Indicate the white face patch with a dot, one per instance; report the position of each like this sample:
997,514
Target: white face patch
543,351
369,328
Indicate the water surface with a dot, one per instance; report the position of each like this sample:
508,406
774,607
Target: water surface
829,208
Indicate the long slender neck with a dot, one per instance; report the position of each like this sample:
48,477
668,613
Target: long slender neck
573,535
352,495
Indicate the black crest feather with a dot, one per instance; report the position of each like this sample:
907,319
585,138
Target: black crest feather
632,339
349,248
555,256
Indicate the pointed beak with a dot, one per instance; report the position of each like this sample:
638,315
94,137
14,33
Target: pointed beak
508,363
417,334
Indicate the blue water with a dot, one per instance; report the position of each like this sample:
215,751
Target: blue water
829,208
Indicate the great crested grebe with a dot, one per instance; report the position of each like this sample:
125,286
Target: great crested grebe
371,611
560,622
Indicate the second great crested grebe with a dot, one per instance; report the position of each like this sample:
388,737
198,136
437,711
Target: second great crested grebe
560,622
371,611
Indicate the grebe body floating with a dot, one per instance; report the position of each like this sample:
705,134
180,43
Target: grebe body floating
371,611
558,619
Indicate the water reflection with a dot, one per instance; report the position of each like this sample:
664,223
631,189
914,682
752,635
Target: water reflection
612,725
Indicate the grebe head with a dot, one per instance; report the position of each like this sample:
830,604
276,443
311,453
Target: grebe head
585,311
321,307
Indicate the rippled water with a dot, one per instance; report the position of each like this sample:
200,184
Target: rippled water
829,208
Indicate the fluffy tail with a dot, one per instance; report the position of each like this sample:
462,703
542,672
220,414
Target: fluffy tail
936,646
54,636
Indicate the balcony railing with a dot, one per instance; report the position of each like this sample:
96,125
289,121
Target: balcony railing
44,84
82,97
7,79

*Task brief*: Please reproduce the material above with "with a marker" substituted for every "with a dot", changing nothing else.

*The result*:
Indicate the white face patch with a marker, one per instance; report the position of each like this sample:
997,514
Target: white face patch
543,351
369,328
Indicate the water surface with a marker, one per instance; report the position of each like this sample:
508,406
774,607
Target: water surface
829,208
Indicate the long slender neck with a marker, one per instance; report the position of each like this sample:
48,477
668,613
Target: long slender neck
573,535
352,495
Indicate the black crest feather with a marker, one per instance; report the position of each like this sample:
907,319
585,138
Target: black crest feather
632,339
349,248
555,256
Indicate the pointed beak with a marker, one per instance; report the position of each like this sample:
638,315
94,137
14,33
Target: pointed beak
508,363
417,334
Indicate the blue water with a marker, one per instance; report the position of each like this sample:
215,751
Target: blue water
829,208
Indicate the great crested grebe with a marker, one per instance; report the position of each like this sample:
125,286
Target: great crested grebe
371,611
560,622
Indicate the second great crested grebe with a marker, one per instance; report the position of each like this sample:
388,737
198,136
437,711
Target: second great crested grebe
560,622
371,611
Indicate the grebe body floating with a marker, one per instance; report the position of each like this sample:
705,134
180,43
Target: grebe body floating
371,611
558,619
Indicate the water reflection with a marker, one per instance; report the position of each like this sample:
664,223
631,189
914,682
752,635
Target: water reflection
612,725
Indicate the grebe head with a marker, one per instance; report the position of each like this sample:
830,604
276,443
311,453
Target: grebe head
585,311
321,307
Indicate the rippled water with a marker, one per instance; report the position of each like this sample:
200,184
Target: rippled water
829,208
Indicate the fluffy tail with a marker, one per instance; report the position of each like this sample:
462,703
542,672
220,414
Target: fluffy tail
936,646
54,636
Indicate the balcony railing with a marker, one per instance; report the position of each like this sample:
96,125
289,121
Target: balcony railing
44,84
82,97
7,79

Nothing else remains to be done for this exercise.